> Exercise brief
Copy the lines below character for character, from the first one down to and including the line containing "rough mask: <svg".

> Records supplied
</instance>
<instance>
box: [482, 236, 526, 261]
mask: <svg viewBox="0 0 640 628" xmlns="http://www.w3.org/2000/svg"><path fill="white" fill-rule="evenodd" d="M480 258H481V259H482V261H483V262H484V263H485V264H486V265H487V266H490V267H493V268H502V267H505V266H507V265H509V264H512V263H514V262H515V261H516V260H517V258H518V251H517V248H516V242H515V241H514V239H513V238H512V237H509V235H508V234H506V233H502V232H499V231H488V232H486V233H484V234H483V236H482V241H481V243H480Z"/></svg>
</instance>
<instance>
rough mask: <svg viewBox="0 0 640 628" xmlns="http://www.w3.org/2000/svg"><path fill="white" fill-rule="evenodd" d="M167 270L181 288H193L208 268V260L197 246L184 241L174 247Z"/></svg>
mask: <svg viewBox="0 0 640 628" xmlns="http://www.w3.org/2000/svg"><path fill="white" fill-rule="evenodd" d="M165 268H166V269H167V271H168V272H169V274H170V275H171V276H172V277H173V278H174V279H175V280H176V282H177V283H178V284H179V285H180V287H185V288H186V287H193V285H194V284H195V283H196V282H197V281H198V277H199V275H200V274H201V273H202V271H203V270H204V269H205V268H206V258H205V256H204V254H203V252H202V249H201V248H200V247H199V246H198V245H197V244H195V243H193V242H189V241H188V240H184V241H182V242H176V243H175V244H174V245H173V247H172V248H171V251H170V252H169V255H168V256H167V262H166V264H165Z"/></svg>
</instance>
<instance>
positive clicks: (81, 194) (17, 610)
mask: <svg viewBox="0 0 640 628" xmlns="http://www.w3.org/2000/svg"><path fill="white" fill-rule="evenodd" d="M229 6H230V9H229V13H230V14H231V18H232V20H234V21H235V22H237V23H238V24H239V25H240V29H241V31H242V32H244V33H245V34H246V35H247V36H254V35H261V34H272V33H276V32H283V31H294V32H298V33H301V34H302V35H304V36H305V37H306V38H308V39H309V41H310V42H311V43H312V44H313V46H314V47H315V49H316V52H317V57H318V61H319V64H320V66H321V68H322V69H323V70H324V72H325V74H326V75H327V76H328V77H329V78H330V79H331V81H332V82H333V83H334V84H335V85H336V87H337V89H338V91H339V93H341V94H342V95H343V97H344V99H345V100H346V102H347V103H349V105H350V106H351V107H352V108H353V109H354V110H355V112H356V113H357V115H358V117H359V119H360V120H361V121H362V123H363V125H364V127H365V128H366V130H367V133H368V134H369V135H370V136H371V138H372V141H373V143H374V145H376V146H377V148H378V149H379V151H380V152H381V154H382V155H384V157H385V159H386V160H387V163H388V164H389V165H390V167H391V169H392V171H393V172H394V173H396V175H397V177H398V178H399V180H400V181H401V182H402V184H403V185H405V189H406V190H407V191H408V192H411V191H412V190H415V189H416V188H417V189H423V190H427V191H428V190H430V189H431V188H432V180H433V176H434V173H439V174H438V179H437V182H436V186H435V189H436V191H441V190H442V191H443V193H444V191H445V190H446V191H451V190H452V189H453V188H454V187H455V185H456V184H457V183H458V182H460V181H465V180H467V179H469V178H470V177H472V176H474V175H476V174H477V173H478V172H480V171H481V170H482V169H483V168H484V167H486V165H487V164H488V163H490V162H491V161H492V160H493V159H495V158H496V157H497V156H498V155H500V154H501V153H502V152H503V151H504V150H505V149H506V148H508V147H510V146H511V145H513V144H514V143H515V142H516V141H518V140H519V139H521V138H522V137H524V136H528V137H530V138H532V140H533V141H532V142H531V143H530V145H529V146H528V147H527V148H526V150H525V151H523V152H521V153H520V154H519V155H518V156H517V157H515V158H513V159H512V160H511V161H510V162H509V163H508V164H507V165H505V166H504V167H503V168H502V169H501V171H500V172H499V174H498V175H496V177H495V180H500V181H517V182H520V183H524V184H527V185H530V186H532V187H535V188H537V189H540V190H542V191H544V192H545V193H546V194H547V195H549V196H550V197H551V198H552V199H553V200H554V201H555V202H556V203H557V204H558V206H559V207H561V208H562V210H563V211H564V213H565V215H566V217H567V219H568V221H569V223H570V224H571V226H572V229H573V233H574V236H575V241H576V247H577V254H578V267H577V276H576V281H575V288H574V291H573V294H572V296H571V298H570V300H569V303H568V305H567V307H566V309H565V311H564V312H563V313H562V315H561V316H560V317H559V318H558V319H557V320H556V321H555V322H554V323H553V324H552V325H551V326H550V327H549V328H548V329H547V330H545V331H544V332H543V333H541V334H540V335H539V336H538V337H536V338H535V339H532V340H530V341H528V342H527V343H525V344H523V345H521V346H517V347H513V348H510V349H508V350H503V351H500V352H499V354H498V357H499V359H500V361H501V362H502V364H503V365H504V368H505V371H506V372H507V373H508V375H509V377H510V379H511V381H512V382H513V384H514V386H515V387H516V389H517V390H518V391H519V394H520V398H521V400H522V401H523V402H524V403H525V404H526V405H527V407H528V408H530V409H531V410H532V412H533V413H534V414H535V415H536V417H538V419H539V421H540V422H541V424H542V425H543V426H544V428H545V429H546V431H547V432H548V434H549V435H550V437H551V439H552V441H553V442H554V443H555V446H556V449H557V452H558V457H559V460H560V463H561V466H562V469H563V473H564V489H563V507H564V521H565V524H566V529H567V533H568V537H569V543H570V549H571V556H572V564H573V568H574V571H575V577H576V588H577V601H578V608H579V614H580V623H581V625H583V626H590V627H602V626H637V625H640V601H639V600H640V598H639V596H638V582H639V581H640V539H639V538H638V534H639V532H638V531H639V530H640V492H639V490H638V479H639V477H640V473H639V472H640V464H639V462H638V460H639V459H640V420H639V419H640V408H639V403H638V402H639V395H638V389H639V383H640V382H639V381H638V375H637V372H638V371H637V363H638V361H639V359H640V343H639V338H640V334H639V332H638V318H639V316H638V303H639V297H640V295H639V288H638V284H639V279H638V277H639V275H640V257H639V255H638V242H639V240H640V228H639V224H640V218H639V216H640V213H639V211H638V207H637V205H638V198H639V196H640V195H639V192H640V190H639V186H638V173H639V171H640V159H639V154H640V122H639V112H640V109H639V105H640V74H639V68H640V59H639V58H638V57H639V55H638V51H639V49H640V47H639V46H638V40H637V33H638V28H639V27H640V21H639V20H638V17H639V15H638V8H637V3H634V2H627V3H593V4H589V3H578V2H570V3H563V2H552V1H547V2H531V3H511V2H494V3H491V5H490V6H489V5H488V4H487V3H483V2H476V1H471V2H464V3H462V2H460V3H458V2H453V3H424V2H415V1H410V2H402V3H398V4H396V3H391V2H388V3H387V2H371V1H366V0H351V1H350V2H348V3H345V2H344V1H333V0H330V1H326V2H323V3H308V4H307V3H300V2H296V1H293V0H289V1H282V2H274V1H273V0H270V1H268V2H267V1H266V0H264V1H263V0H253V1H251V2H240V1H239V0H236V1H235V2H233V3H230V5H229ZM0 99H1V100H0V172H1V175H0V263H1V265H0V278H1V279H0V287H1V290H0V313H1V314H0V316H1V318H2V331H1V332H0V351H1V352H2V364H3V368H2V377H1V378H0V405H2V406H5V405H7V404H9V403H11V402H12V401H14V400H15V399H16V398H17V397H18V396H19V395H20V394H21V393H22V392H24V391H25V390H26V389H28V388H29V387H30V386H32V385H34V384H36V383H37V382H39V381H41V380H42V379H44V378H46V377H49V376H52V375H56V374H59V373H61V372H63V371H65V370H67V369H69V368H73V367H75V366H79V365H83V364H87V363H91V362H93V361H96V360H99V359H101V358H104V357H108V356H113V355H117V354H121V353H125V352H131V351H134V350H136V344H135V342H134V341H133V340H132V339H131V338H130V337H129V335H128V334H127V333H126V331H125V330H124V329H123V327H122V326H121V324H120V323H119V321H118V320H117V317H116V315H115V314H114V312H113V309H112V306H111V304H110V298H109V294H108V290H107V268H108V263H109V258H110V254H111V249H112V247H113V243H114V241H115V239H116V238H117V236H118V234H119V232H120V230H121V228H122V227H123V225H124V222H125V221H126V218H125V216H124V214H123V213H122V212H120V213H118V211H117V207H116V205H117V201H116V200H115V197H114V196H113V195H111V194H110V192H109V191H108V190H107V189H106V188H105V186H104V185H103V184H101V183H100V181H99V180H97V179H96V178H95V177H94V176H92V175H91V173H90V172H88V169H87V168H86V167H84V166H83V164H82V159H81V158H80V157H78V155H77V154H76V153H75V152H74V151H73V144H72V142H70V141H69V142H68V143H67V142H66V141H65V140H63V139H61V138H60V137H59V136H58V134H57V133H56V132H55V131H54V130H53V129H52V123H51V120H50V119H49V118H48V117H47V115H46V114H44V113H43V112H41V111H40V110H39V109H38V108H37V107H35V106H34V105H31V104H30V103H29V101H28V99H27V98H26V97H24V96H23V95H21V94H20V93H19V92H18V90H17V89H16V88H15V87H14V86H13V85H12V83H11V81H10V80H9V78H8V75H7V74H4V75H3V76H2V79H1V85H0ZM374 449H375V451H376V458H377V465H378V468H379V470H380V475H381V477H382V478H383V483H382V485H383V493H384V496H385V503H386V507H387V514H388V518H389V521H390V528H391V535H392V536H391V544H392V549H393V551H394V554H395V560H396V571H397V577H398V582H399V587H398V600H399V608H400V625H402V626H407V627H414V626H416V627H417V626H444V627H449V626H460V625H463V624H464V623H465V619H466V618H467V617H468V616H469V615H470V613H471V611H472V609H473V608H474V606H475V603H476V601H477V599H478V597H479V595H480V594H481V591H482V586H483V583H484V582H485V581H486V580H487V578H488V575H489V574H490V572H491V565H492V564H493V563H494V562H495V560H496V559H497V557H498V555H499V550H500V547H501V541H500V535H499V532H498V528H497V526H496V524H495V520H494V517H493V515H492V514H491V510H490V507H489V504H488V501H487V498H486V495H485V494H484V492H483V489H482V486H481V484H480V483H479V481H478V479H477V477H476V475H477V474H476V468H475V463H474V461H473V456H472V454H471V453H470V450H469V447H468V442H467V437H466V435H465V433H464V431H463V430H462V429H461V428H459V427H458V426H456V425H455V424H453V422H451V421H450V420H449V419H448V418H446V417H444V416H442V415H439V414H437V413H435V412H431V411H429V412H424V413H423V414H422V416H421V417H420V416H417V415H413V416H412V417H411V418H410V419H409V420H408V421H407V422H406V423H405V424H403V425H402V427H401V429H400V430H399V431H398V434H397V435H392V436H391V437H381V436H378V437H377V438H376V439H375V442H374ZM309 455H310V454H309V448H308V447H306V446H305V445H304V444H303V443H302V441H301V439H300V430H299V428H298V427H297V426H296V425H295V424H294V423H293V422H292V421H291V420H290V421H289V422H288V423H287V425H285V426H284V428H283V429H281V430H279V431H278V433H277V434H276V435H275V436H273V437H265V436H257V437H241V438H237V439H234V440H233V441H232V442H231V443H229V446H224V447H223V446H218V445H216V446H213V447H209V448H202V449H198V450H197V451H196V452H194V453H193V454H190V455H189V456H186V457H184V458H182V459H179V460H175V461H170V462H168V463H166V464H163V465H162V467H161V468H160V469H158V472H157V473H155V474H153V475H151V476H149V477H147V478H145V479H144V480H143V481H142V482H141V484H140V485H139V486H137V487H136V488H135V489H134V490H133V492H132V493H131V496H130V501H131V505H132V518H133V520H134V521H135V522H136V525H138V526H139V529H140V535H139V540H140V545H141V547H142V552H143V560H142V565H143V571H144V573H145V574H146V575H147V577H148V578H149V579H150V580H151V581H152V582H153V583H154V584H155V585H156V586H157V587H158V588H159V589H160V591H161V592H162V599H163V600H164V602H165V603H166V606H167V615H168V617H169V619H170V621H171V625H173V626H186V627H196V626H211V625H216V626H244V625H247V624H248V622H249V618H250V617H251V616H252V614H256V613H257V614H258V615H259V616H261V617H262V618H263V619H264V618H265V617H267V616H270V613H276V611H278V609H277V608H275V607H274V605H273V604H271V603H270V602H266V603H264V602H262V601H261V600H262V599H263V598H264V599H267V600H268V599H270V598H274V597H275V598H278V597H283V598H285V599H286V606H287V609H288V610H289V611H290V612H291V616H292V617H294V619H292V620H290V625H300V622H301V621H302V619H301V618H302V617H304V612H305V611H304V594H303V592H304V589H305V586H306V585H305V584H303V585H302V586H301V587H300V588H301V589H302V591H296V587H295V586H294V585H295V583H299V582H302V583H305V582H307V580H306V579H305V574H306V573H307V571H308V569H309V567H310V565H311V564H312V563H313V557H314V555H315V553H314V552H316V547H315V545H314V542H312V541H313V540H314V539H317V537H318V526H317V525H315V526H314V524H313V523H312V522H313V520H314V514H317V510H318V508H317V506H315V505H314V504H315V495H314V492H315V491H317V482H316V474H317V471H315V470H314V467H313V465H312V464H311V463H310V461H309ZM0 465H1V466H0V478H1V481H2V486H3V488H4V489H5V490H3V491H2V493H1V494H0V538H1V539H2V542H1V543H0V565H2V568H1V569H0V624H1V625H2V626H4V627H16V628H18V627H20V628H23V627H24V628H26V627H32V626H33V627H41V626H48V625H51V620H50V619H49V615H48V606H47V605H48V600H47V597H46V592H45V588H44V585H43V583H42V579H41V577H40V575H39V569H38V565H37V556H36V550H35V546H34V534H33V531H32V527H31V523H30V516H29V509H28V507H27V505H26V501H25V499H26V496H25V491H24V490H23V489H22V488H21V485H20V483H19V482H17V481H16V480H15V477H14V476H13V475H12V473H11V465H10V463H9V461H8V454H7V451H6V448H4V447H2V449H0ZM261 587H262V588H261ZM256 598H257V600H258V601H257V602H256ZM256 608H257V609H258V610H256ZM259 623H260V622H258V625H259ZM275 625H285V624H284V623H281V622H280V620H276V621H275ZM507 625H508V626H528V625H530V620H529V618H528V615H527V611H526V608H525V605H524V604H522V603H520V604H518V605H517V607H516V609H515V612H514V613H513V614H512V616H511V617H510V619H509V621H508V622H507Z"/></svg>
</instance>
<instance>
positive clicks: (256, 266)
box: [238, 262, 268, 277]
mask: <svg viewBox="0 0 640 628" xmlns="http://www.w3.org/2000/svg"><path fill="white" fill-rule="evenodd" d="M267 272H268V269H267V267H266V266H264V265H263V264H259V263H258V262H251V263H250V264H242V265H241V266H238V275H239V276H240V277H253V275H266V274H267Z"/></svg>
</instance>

> Exercise answer
</instance>
<instance>
box: [482, 236, 526, 261]
mask: <svg viewBox="0 0 640 628" xmlns="http://www.w3.org/2000/svg"><path fill="white" fill-rule="evenodd" d="M480 258H481V259H482V261H483V262H484V263H485V264H486V265H487V266H490V267H493V268H502V267H505V266H507V265H509V264H512V263H514V262H515V261H516V260H517V258H518V251H517V248H516V242H515V241H514V239H513V238H512V237H509V235H508V234H506V233H502V232H499V231H488V232H486V233H484V234H483V236H482V241H481V243H480Z"/></svg>
</instance>
<instance>
rough mask: <svg viewBox="0 0 640 628" xmlns="http://www.w3.org/2000/svg"><path fill="white" fill-rule="evenodd" d="M167 270L181 288H193L208 268V260L197 246L184 241L174 247Z"/></svg>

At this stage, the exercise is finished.